→ Task prompt
How would the commentary on the CBO's revised 2016 deficit go on? Extend it past its final sentence.

→ Extract provided

- - - - - - -

Last week, the Congressional Budget Office (CBO) revised their 2016 budget deficit figures and concluded that, in fact, this year’s deficit will be far worse than expected.
By a lot.
A $590 billion lot — $55 billion more than originally assumed.
This revised total comes after Obama perpetually attempts to sell the nation a narrative that he’s a fiscal champion and that his policies have reduced the deficit.
During a 2015 speech at a Michigan assembly plant, Obama bellows,
[ask] ordinary folks on the street, are the deficits going up or are they coming down, everybody automatically assumes, well, government spending and deficits must be going up. Deficits have come down by two-thirds since I took office – by two-thirds. They’re going down. [applause]
(Yes, the “applause” notation was included in the White House transcript of the speech.)
Obama’s firsts four years in office included deficits that were more than $1 trillion. Adjusted for inflation, those deficits are the largest in history — even compared to the deficits we ran during World War II. So, naturally, those deficits came down after the economy rebounded from the financial crisis. But as the chart below demonstrates, the decline in deficits is merely a hiccup — they are simply temporary. The deficit did drop (although, not even low enough to get to Bush era deficits) but will soon skyrocket.
Things are not looking much better for Obama’s fiscal record this year, either, where CBO has already had to revise this year’s budget deficit by $55 billion, for a total of $590 billion.

- - - - - - -

(Records from a dataset)
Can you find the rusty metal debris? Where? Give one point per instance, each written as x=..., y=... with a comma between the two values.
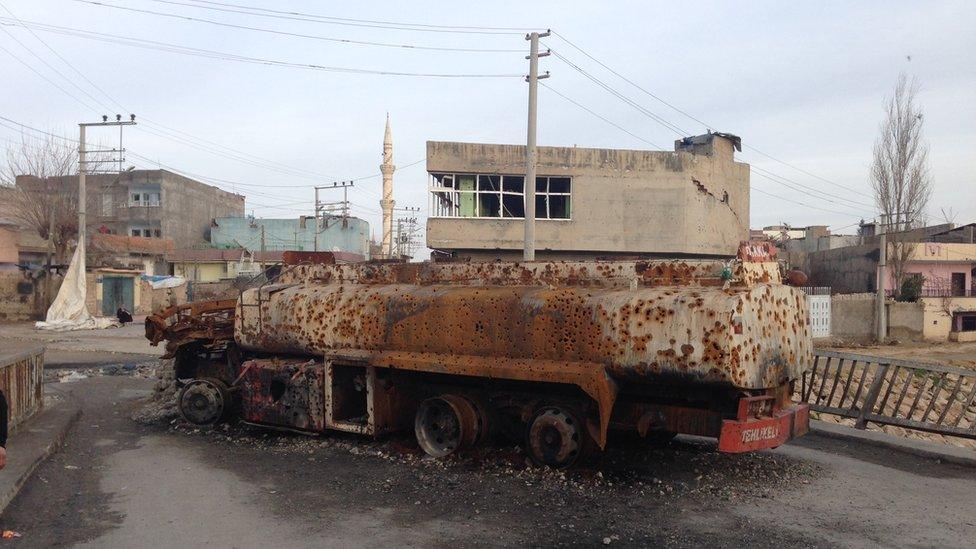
x=653, y=346
x=202, y=321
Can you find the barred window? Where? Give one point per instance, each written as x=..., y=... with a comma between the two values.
x=494, y=196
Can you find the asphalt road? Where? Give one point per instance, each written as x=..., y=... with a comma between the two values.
x=117, y=483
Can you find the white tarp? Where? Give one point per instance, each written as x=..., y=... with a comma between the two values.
x=68, y=311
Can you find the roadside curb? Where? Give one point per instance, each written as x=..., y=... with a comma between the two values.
x=945, y=453
x=33, y=442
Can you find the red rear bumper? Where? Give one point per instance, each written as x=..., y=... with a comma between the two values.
x=746, y=435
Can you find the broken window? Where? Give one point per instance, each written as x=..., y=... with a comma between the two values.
x=492, y=196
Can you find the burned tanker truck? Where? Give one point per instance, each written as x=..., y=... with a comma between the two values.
x=559, y=355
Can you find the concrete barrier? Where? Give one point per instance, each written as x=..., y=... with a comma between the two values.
x=21, y=380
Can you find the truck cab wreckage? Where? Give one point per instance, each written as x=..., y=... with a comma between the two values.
x=558, y=354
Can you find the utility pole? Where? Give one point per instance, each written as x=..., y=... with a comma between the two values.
x=50, y=252
x=263, y=247
x=329, y=208
x=83, y=167
x=528, y=251
x=879, y=314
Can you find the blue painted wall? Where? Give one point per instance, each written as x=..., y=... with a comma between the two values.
x=291, y=234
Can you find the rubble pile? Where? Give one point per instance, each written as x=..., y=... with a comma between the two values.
x=160, y=407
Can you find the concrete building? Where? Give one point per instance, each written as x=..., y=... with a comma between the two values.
x=339, y=234
x=210, y=265
x=149, y=203
x=782, y=233
x=9, y=252
x=693, y=201
x=945, y=257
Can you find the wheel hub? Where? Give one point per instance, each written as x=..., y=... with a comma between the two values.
x=203, y=402
x=447, y=423
x=555, y=438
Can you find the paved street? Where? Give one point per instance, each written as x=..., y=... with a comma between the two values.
x=81, y=349
x=117, y=483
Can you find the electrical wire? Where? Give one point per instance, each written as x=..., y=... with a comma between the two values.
x=594, y=113
x=810, y=191
x=291, y=171
x=299, y=16
x=301, y=35
x=224, y=56
x=646, y=112
x=707, y=126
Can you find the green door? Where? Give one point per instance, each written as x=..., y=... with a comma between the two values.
x=117, y=291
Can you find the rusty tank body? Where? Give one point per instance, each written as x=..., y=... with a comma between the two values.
x=561, y=353
x=639, y=320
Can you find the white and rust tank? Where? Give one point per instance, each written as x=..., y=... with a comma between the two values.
x=730, y=322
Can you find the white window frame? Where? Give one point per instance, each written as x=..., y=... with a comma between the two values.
x=446, y=197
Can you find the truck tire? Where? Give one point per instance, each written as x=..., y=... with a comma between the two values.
x=557, y=437
x=204, y=401
x=447, y=423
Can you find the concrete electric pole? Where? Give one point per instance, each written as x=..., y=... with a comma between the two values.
x=528, y=251
x=387, y=203
x=881, y=322
x=324, y=208
x=83, y=167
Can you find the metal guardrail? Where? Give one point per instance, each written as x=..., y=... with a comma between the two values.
x=21, y=378
x=914, y=395
x=944, y=292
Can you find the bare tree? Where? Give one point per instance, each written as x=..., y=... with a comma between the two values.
x=900, y=174
x=44, y=194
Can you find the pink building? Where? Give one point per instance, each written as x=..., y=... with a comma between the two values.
x=946, y=268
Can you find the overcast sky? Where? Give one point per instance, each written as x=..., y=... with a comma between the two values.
x=803, y=83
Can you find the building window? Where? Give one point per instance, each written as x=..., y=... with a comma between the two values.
x=142, y=199
x=493, y=196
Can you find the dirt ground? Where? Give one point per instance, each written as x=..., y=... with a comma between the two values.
x=962, y=355
x=120, y=483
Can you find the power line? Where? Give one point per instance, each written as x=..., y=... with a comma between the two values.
x=799, y=187
x=300, y=35
x=707, y=126
x=594, y=113
x=790, y=184
x=646, y=112
x=113, y=100
x=201, y=177
x=677, y=130
x=299, y=16
x=802, y=203
x=49, y=81
x=212, y=54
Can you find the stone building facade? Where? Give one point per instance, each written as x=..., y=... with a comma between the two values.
x=149, y=203
x=693, y=201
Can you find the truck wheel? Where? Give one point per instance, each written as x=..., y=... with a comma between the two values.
x=204, y=401
x=557, y=438
x=447, y=423
x=660, y=437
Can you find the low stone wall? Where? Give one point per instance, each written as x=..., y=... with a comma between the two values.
x=852, y=317
x=153, y=300
x=23, y=298
x=906, y=321
x=21, y=378
x=211, y=291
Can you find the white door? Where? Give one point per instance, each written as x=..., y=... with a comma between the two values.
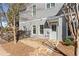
x=53, y=34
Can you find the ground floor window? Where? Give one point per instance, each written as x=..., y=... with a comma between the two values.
x=41, y=29
x=34, y=29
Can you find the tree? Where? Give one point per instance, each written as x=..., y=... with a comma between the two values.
x=71, y=13
x=13, y=16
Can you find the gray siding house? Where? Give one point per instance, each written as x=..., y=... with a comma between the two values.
x=44, y=20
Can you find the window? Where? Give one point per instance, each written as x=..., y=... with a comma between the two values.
x=34, y=29
x=41, y=29
x=53, y=27
x=50, y=5
x=34, y=10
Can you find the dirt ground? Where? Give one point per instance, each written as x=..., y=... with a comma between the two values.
x=28, y=47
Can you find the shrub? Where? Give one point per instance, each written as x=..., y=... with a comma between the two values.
x=68, y=41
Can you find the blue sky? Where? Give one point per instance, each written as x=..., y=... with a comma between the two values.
x=5, y=7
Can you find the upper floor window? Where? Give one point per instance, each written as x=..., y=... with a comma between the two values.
x=34, y=10
x=50, y=5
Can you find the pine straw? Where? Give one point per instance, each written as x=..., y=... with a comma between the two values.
x=18, y=49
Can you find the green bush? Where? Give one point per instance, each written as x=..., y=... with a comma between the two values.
x=68, y=41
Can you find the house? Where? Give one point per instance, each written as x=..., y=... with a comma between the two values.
x=44, y=20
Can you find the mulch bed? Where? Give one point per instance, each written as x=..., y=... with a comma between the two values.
x=18, y=49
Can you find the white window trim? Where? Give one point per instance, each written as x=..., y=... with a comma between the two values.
x=32, y=10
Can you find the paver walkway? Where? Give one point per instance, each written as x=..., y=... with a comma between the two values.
x=3, y=52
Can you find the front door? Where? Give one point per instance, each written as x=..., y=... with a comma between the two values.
x=54, y=31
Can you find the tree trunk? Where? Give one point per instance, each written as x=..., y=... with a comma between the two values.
x=14, y=30
x=78, y=42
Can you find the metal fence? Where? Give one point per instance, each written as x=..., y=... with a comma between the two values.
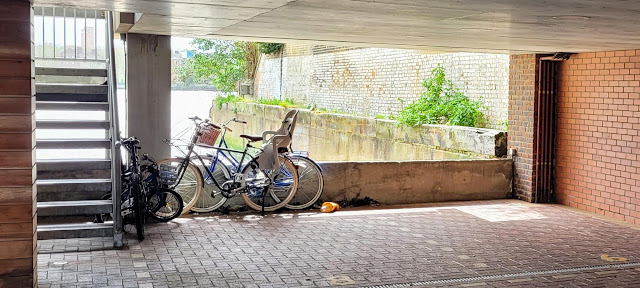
x=69, y=33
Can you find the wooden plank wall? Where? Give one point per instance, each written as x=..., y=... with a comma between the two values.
x=18, y=255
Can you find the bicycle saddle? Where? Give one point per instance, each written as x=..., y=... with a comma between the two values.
x=252, y=138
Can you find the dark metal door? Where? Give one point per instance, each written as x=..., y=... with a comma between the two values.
x=544, y=144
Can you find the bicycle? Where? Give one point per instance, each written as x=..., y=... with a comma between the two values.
x=163, y=204
x=134, y=204
x=251, y=180
x=149, y=196
x=310, y=180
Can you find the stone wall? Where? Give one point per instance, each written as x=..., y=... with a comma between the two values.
x=337, y=137
x=369, y=81
x=417, y=181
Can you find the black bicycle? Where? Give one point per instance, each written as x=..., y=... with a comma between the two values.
x=163, y=203
x=145, y=190
x=134, y=206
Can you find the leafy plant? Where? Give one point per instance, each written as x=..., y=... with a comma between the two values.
x=220, y=62
x=269, y=48
x=442, y=103
x=251, y=58
x=221, y=100
x=286, y=103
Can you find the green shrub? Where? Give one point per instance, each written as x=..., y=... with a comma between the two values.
x=442, y=103
x=286, y=103
x=269, y=48
x=221, y=100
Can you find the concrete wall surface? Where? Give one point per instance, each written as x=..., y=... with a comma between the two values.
x=372, y=81
x=338, y=137
x=417, y=181
x=149, y=92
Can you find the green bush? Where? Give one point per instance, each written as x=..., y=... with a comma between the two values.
x=219, y=62
x=286, y=103
x=221, y=100
x=442, y=103
x=269, y=48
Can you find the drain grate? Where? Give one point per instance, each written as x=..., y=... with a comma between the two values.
x=508, y=275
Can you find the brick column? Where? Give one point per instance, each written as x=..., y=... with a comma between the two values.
x=522, y=90
x=17, y=154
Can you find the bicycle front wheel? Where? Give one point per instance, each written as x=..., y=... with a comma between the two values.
x=211, y=198
x=189, y=186
x=287, y=178
x=310, y=184
x=165, y=204
x=139, y=207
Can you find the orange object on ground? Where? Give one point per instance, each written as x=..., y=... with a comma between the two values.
x=328, y=207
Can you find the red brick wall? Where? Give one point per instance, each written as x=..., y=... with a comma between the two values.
x=598, y=167
x=522, y=85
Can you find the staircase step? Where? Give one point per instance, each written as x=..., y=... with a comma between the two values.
x=72, y=189
x=73, y=143
x=75, y=106
x=72, y=124
x=74, y=169
x=73, y=164
x=71, y=97
x=71, y=89
x=71, y=71
x=64, y=208
x=84, y=230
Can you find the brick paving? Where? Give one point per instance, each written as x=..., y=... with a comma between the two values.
x=496, y=241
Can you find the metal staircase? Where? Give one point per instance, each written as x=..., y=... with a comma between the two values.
x=77, y=161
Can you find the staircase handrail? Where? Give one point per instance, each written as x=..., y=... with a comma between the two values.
x=116, y=157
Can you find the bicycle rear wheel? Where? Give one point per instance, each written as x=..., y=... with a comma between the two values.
x=287, y=178
x=206, y=202
x=310, y=184
x=164, y=205
x=190, y=186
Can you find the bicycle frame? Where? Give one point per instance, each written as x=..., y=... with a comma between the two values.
x=187, y=159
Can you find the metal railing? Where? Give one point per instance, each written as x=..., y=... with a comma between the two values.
x=116, y=157
x=69, y=33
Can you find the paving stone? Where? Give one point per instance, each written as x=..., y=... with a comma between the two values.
x=370, y=248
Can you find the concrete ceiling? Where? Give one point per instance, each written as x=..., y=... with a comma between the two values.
x=497, y=26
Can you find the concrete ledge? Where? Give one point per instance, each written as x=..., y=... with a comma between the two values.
x=334, y=137
x=417, y=181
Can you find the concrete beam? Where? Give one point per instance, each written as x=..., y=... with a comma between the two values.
x=123, y=22
x=149, y=92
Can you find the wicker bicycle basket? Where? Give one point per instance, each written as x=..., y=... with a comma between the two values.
x=208, y=136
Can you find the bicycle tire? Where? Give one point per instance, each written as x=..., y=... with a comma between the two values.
x=205, y=202
x=170, y=210
x=310, y=183
x=190, y=186
x=139, y=207
x=255, y=201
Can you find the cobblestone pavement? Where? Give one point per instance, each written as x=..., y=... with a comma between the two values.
x=466, y=244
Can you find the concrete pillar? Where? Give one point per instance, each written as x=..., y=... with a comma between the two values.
x=149, y=92
x=18, y=256
x=522, y=108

- - - - - - -

→ Output for this exercise
Sure, you might, say, what’s a $55 billion larger deficit for a government that is projected to spend nearly $4 trillion? Well, quite a bit actually. A $55 billion tab, levied on the American taxpayer, is equivalent to $450 more that you now owe, per household.
Do you have an extra $450 you’d like to send the government? Me neither.
For the most part, the increasing deficit is the result of spending. Yes, revenues are lower than CBO expected. In particular, corporate income taxes failed to meet their expected levels by $36 billion – and lagging corporate income taxes can be a sign of slowing profits and a slowing economy (more on that another time).
Meanwhile, programs like Social Security and Medicare, continue to grow faster than expected. The two combined added $35 billion more in spending that predicted. Of course, the U.S. debt isn’t helping much, either. CBO now predicts that net interest spending will be $23 billion larger than expected.
Well, you tell me: Do you think Obama’s deficits are going down? Who is applauding now?